» **Task statement**: Give back all the entries below. Omit none of them.

» **Dataset records**:
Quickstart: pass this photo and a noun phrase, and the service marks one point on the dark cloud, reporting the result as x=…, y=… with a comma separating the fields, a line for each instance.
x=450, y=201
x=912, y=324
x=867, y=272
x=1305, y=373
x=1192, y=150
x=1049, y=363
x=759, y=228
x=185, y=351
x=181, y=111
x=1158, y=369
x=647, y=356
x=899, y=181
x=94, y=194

» **Answer for this exercise**:
Quickstart: pass this photo and a noun phrase, and the service marks one point on the dark cloud, reporting the result as x=…, y=… with a comma separating the fields, a line for each instance.
x=450, y=201
x=912, y=324
x=867, y=272
x=1305, y=373
x=1192, y=150
x=1049, y=363
x=759, y=228
x=185, y=351
x=181, y=111
x=1158, y=369
x=647, y=356
x=899, y=181
x=94, y=194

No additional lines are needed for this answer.